(Dataset entries)
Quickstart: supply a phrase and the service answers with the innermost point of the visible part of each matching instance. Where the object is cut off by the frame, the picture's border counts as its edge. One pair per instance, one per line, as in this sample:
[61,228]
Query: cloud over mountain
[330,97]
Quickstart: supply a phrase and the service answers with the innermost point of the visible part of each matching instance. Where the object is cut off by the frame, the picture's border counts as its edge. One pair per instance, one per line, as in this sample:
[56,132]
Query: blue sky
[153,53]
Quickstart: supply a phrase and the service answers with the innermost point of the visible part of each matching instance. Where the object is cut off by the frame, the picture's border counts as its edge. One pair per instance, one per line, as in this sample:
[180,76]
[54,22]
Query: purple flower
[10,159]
---
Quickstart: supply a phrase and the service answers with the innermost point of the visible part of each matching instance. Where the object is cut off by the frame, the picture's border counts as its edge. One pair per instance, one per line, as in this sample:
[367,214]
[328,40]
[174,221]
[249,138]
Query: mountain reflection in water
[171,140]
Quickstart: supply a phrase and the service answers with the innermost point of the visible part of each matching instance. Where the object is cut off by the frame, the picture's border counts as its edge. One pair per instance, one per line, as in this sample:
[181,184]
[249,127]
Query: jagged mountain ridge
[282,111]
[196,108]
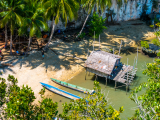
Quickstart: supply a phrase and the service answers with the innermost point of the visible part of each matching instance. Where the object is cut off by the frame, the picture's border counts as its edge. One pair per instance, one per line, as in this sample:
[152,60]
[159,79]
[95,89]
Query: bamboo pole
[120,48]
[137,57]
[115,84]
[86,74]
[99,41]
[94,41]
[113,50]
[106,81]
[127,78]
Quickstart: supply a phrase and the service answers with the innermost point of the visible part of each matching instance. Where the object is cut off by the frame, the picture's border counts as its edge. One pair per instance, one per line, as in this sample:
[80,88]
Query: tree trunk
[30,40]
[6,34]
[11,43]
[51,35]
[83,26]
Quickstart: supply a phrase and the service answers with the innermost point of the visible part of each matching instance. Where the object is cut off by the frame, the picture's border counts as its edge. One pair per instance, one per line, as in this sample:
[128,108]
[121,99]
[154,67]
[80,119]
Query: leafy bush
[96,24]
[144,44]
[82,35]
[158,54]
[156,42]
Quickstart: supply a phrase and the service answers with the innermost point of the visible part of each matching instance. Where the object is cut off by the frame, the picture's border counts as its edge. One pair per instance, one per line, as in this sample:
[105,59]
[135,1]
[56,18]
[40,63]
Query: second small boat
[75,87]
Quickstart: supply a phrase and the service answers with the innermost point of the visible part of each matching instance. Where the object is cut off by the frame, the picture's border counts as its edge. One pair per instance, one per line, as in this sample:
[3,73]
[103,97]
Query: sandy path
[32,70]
--
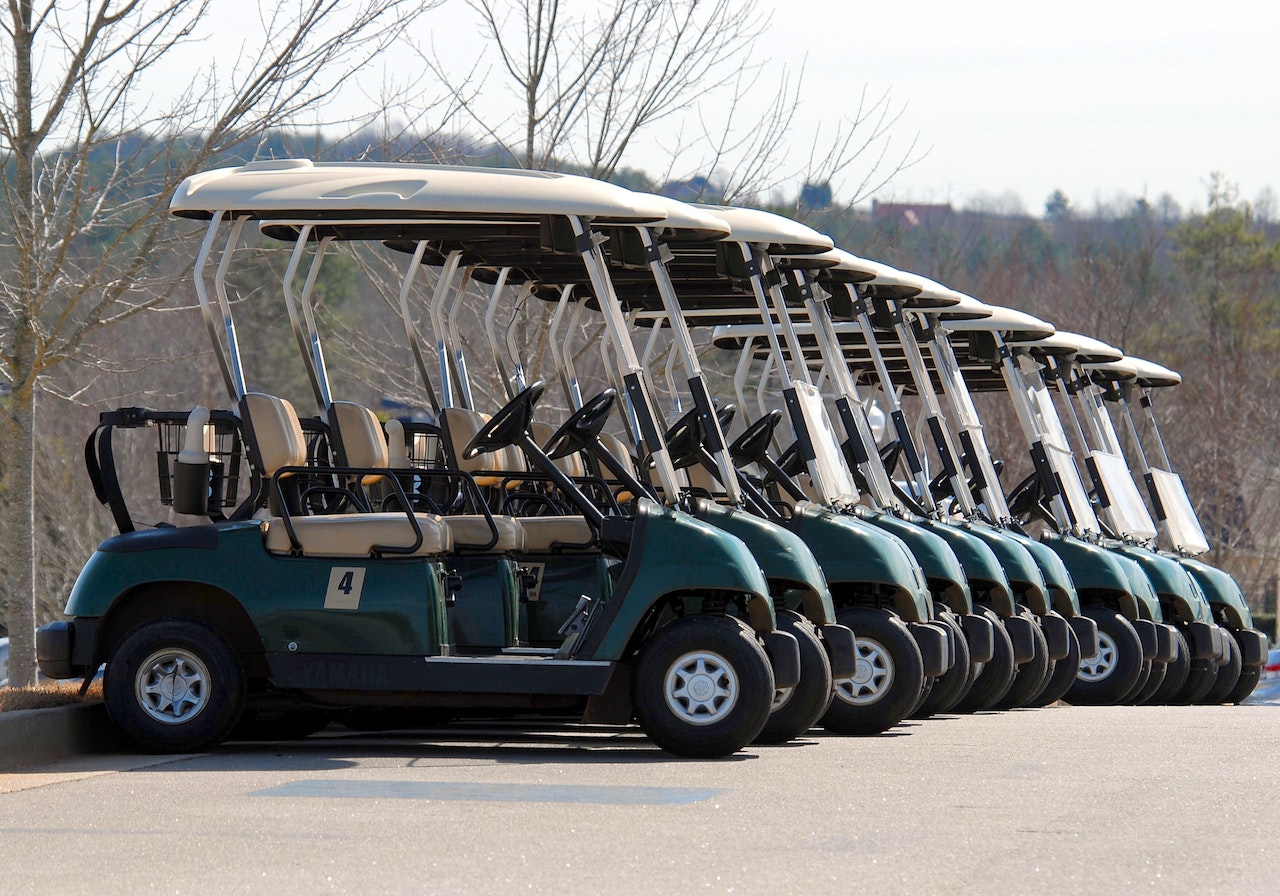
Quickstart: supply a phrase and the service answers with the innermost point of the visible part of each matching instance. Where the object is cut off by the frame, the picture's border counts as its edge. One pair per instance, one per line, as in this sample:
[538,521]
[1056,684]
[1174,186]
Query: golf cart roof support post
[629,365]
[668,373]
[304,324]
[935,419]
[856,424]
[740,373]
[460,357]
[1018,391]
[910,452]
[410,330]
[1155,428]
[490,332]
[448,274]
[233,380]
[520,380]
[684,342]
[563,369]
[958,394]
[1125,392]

# [TASK TO CARRY OUT]
Collect every line in the listing above that contains the word "mountain", matching case exactly.

# [RESPONSE]
Query: cloud over mountain
Query: mountain reflection in water
Query: jagged mountain ridge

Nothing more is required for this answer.